EXTRAHIERTER TEXT ::
☆ ☆ ☆ ☆ ☆ ☆ ☆
Ich möchte mich gerne weiter an diesem Thread beteiligen.
Mir geht es ja um die Entstehung von Religion und deren ursprüngliche Funktion. Und diese sehe ich darin, Menschen zu Kollektiven zu formen.
Ich stimme zu, dass Religion auch heisst: Gewisse Handlungsregelsätze. Geteilte Vorstellungen und Überzeugungen über die Richtigkeit und Unrichtigkeit bestimmter Handlungen sind eine Voraussetzung von Gesellschaften. Gesellschaft heisst: gemeinsame Handlungsregeln, gemeinsame Vorstellungen. Ich denke jedoch nicht, dass ein Ursprungsgedanke bei einer aufgekommenen Überzeugung beispielsweise, dass es ein unsichtbares, aber mächtiges Wesen gibt, was darüber bestimmt, wann Regen fällt und wann nicht, war, dass ein Kollektiv geformt werden soll. Auch zu dem Zeitpunkt, ab dem sich so ein Glaube durch eine interpretierte Bestätigung eines solchen Wesens (Beispiel: es regnet in der Tat (mal) nach einer Opfergabe - davon gab es sozusagen auch vegetarische Varianten) festigt - es mehr zu einem kollektiven Glauben (eine Religion schon?) wird - muss keine Absicht dagewesen sein, Gemeinschaftssinn zu stiften. Überhaupt laufen große Teile der Kollektivbildungen unbewusst/unerkannt der hinter den Denk- und Sprachhandlungen stehenden Bedingungen.
Dies war natürlich meist eine eher archaische, grauenhafte und irrationale Sache: Leute die getötet werden weil sie irgendwelche Tabus gebrochen haben, Kriegshymnen an Stadtgötter, Menschenopfer damit die Ernte besser wird. Große Teile der Religionsgeschichte sind ganz und gar hässlich und dumm.
Meist ... da würde mich interessieren welchen Vergleich (welche Textbasis) du zu dieser Einschätzung zu Rate ziehst.
☆ ☆ ☆ ☆ ☆ ☆ ☆
AUSZÜGE AUS DATEN ::
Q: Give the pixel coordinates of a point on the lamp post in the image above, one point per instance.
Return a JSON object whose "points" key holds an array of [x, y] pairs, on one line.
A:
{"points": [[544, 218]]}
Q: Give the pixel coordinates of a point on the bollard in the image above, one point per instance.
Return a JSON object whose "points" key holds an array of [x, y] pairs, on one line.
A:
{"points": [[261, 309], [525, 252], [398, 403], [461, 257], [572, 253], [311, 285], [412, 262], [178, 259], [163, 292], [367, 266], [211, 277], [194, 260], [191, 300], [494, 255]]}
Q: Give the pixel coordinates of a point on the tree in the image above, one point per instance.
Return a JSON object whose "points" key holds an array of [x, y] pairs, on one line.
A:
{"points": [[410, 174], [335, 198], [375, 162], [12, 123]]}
☆ ☆ ☆ ☆ ☆ ☆ ☆
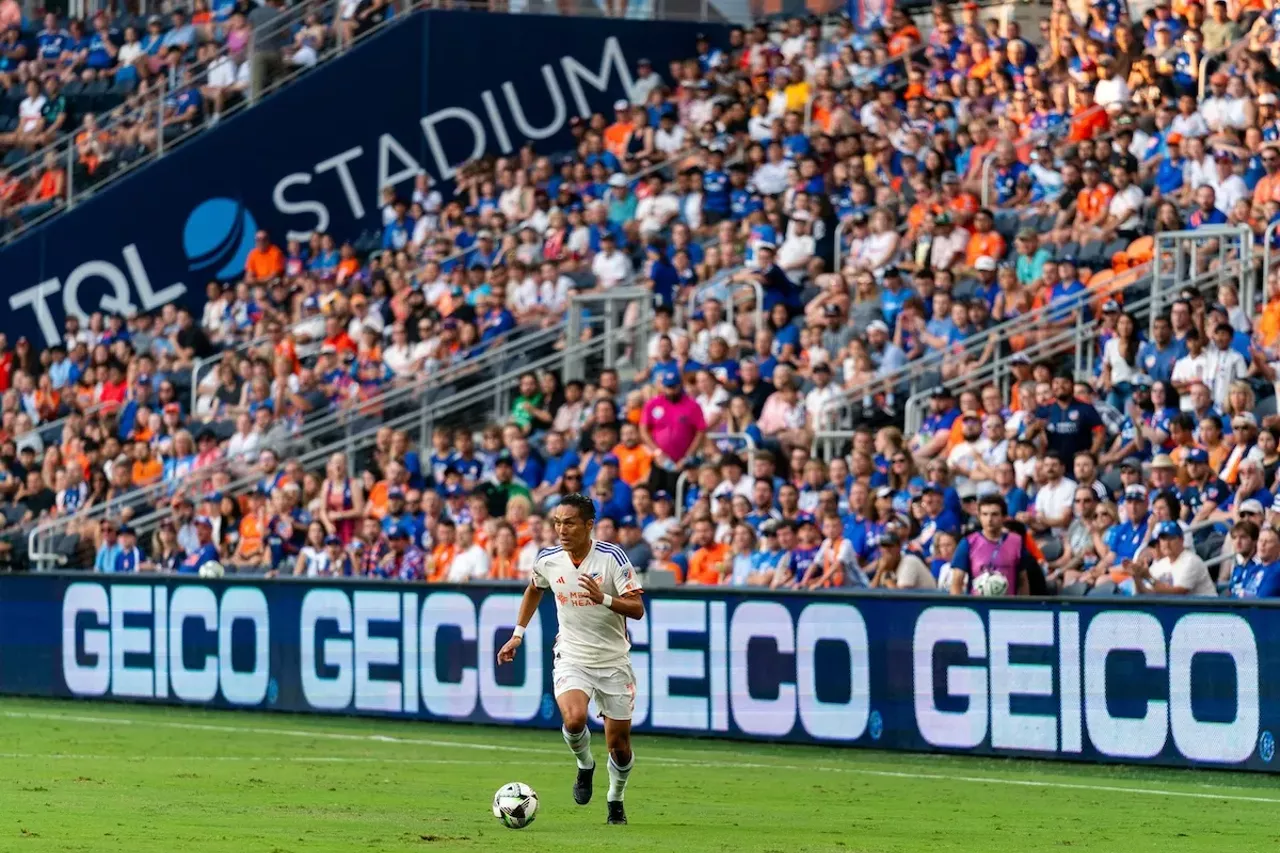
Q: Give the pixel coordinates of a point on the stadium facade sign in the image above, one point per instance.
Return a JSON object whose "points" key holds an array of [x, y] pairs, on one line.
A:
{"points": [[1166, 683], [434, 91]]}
☆ ☆ ☆ ☆ ☆ ☆ ☆
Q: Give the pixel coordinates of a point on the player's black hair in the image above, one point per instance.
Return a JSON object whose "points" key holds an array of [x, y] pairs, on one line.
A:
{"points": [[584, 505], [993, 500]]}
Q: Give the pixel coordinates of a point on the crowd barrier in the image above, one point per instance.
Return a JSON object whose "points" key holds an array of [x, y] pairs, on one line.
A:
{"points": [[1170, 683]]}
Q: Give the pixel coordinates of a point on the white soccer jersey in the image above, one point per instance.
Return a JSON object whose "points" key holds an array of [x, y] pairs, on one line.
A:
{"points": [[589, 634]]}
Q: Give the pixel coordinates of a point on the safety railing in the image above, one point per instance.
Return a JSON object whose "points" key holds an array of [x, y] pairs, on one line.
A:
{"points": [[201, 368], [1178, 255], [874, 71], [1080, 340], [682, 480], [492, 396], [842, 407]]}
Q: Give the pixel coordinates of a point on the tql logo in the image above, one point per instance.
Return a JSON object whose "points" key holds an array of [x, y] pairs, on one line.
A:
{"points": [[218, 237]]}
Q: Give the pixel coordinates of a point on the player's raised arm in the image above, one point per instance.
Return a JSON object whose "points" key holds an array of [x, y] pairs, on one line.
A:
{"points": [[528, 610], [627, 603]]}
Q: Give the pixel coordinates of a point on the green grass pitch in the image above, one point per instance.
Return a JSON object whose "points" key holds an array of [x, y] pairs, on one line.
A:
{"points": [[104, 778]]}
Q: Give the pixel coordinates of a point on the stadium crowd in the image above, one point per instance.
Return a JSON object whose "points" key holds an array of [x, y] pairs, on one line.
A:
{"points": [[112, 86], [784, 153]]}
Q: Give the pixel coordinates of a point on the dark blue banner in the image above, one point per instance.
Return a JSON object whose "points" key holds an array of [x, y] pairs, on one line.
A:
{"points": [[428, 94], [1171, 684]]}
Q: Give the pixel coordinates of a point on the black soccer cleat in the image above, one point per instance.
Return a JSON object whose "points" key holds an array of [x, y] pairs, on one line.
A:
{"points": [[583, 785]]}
☆ ☆ ☆ ☆ ☆ ☆ ☆
KURZE AUFGABE :: Nehmen Sie den Forumsbeitrag über den Ursprung der Religion nach seinem letzten Satz wieder auf und schreiben Sie ihn weiter. Die Daten werden hierfür nicht gebraucht.

ERGEBNIS DER AUFGABE ::
Es gab und gibt auch friedensstiftende sogenannte religiöse Handlungen und auch Handlungsregeln, die offensichtlich einer friedlichen Grundstimmung dienen und entsprangen. Ein Beispiel: du sollst nicht stehlen, und sogar: du sollst nicht töten.
Ich möchte an dieser Stelle hier auf eine Verdeutlichung der anderen Seite der Medaille verzichten - Die besteht in Machtmissbrauch und Autoritätshörigkeit (um wenigstens kurz zwei Tatbestände zu nennen), das wäre ein (lediglich?) anhängiges Thema, welches fotost vielleicht/anscheinend? am Herzen liegt. Das gibt es ja (!) und natürlich auch 'in den Religionen' und auch mit Hilfe sogenannter 'religiöser Inhalte', aber das ist dann aus meiner Sicht mehr ein Thema für die Psychologie, oder eben mehr ein Thema auch, dem man sich mit den Erklärungen Buddhas nähern kann. Etwa in der Art: Was ist der (eigentliche) Ursprung des Vereinnahmungswillens, der Ursprung auch von Machtmissbrauch und sogar der Ursprung von Kollektiven und Gesellschaften?
Als diesem Ursprung möchte ich die innere Haltung nennen. Denn: Jede Idee egal welchen Inhalts muss sozusagen erst von einem Akteur gefüllt werden.
Zu diesem 'Füllvorgang' nun möchte ich schreiben (und damit hoffentlich auch auf die Erklärungen Buddhas verweisen) Nicht(vollständig)verstehen, Nicht(umfassendgenug)erkennen der Bedingungen des Entstehens jeder bedingten Handlung - also auch: Nichterkennen des Gefühls, des Willens hinter den Handlungen, wozu auch die Sprachhandlungen gehören, ist die erste nennbare Bedingung auch für zB ideologisches, anderes Denken und Handeln unterwerfenwollendes Sprechen und Tun.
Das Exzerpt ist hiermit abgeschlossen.